Work to do: Transcribe the data that follows precisely, omitting nothing.

(Dataset rows)
»»

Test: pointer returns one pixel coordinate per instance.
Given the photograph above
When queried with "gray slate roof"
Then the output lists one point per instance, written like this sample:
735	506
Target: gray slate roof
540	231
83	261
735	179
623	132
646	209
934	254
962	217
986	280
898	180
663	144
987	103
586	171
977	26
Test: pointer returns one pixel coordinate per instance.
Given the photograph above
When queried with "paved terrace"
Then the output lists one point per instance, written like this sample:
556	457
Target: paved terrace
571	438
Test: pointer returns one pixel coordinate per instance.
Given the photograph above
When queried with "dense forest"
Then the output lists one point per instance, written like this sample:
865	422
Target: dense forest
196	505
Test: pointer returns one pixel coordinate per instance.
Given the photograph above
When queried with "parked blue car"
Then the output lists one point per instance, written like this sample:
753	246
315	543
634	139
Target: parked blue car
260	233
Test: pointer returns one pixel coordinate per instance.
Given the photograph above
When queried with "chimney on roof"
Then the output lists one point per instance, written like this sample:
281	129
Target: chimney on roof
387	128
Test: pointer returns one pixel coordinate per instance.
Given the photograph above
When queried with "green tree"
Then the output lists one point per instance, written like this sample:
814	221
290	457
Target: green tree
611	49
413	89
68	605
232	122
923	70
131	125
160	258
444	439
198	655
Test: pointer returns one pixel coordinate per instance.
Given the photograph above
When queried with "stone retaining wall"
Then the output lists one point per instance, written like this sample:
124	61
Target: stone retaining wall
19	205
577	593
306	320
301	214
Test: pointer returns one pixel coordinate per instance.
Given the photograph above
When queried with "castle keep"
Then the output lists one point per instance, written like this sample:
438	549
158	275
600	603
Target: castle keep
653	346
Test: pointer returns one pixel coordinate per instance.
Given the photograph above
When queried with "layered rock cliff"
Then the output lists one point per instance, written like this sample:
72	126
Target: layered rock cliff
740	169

««

Output of the task:
Test: pointer returns one pixel coordinate per instance.
Given the photograph above
When queried with "gray slate roof"
Then the output lists one point per instance, written like this sample:
735	506
Target: gray slate roof
540	231
83	261
735	179
623	132
646	209
934	254
962	217
986	280
898	180
663	144
987	103
586	171
977	26
Test: pointer returns one pixel coordinate per instance.
Given the photograph above
When queried with "paved terrace"
Then the output lists one point per instance, written like this sample:
556	457
Target: paved terrace
571	438
Test: pointer returns one pixel coordinate per instance.
Given the photograph above
When queried with "dense forest"
Then the output lists one point per instance, written like this sample:
865	422
Target: dense forest
196	505
Test: pointer returns one pixel coordinate per instance.
Given the photograph above
When queried with "parked blue car"
Then the output lists one point per instance, written like this sample:
753	246
315	543
634	139
Target: parked blue car
260	233
Test: pointer returns one pixel coordinate per instance.
Given the photograph above
When queried with "chimney on roof"
Then the output lists one point per instance, written like this sample:
281	129
Target: chimney on roof
387	128
Test: pointer returns one pixel coordinate per instance.
Given the photograph above
When queried with "green tree"
Then the output lists one point per instance, written like this sample:
814	221
290	457
Target: green tree
611	49
413	89
68	605
232	122
923	70
131	125
160	258
444	439
198	655
Test: pointer returns one pixel coordinate per instance.
Given the photograph above
When queried with "stone retaining wall"
Then the output lists one point per instance, written like this sample:
124	61
Target: stone retaining wall
19	205
577	593
306	320
301	214
Test: pointer returns one pixel coordinate per instance.
Given the photograph above
When queried with "castle keep"
Then the output lists one point per instance, written like this sample:
438	549
158	275
600	603
Target: castle keep
653	346
Test: pointer returns one pixel coordinate per instance.
Given the photograph above
When queried with "layered rock cliff"
Then the output lists one point per instance, written like this sample:
72	126
Target: layered rock cliff
740	169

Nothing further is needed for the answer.